> **Instructions for the task**:
Print the line that has "of the long" in it, then every remaining line of the data, exactly and without anything extra.
-- Source records follows --
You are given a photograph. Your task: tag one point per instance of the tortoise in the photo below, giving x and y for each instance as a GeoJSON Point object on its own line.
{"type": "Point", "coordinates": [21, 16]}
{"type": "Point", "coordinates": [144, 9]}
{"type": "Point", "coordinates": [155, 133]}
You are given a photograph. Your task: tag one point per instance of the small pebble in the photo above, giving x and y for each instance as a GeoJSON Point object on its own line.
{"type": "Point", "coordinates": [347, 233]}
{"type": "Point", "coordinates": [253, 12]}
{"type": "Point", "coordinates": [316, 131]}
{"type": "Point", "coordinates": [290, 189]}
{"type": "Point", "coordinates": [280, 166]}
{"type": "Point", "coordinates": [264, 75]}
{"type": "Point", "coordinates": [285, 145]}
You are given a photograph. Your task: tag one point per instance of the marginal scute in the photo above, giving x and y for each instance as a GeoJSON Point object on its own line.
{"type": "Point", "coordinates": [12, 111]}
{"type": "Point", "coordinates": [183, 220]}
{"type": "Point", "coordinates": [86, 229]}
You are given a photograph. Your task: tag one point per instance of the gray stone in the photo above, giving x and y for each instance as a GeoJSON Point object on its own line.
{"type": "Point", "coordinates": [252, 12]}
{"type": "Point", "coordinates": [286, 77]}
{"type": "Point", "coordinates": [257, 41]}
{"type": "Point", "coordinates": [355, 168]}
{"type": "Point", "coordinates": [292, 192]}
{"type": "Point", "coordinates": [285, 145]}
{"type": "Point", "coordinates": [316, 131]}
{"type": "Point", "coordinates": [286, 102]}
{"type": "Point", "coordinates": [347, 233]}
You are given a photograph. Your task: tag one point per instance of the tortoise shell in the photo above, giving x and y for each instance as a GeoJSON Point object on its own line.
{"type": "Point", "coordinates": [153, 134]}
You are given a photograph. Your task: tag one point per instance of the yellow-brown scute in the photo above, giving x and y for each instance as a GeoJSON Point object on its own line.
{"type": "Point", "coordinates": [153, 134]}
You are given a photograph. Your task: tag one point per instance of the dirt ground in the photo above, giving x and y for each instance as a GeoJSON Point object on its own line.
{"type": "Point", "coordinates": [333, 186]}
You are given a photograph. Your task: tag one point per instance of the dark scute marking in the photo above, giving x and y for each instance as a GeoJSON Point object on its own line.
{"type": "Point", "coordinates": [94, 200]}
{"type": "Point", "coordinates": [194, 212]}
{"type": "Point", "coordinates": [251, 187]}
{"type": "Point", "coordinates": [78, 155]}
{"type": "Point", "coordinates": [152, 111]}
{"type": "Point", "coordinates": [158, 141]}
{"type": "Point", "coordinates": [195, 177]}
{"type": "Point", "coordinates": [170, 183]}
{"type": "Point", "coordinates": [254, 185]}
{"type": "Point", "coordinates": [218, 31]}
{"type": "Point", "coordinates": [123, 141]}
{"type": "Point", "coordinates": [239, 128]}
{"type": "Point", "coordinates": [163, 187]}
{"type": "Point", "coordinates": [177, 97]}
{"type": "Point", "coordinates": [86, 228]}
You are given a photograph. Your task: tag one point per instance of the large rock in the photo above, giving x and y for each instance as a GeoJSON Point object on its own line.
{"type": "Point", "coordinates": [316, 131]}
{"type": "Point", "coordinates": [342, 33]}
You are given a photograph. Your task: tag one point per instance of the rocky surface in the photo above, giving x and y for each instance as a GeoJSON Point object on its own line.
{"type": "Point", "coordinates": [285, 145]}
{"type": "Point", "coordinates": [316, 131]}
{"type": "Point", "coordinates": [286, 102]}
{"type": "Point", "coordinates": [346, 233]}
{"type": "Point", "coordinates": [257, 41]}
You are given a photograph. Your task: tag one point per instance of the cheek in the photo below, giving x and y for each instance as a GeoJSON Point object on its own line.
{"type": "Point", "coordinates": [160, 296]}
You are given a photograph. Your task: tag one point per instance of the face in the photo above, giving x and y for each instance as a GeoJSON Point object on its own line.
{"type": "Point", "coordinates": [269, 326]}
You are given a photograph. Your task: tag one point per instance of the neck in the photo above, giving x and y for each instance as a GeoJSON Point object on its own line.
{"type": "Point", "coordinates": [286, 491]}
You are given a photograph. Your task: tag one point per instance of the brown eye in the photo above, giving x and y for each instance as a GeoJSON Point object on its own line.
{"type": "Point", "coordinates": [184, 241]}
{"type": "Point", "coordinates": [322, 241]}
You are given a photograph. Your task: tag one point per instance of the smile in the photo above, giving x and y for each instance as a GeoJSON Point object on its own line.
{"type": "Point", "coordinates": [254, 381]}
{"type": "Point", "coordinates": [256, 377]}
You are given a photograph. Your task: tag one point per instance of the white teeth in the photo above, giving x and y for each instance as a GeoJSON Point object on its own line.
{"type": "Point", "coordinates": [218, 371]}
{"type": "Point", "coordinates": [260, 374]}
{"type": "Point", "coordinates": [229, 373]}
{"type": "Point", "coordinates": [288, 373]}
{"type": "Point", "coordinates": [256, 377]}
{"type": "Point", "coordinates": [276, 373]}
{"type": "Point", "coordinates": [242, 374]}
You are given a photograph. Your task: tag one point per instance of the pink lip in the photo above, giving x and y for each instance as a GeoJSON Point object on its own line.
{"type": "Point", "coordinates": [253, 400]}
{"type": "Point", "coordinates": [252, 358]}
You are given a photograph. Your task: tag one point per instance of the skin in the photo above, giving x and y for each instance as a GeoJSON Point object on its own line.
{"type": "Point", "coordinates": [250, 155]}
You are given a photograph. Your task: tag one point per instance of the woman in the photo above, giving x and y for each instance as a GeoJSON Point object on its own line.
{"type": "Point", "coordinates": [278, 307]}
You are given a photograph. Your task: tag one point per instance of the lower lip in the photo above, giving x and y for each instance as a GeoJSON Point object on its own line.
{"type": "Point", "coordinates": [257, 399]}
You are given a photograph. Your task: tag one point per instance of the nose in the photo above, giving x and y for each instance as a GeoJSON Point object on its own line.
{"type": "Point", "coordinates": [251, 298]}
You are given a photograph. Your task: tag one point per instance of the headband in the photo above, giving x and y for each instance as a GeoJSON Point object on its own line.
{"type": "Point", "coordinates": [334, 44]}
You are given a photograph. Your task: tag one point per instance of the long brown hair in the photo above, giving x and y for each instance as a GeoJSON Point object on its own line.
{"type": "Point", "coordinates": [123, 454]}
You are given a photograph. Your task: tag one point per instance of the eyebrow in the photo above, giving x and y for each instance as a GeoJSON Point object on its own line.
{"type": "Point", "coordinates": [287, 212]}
-- Source records concluded --
> **Answer**:
You are given a photograph. Your task: tag one point per instance of the long brown hair in the photo above, giving x and y for each instance as a GeoJSON Point object on its own line.
{"type": "Point", "coordinates": [123, 454]}
You are given a photograph. Your task: tag one point per instance of the eyebrow in the photo above, giving x and y for each instance as a GeoJSON Point object on its own line.
{"type": "Point", "coordinates": [287, 212]}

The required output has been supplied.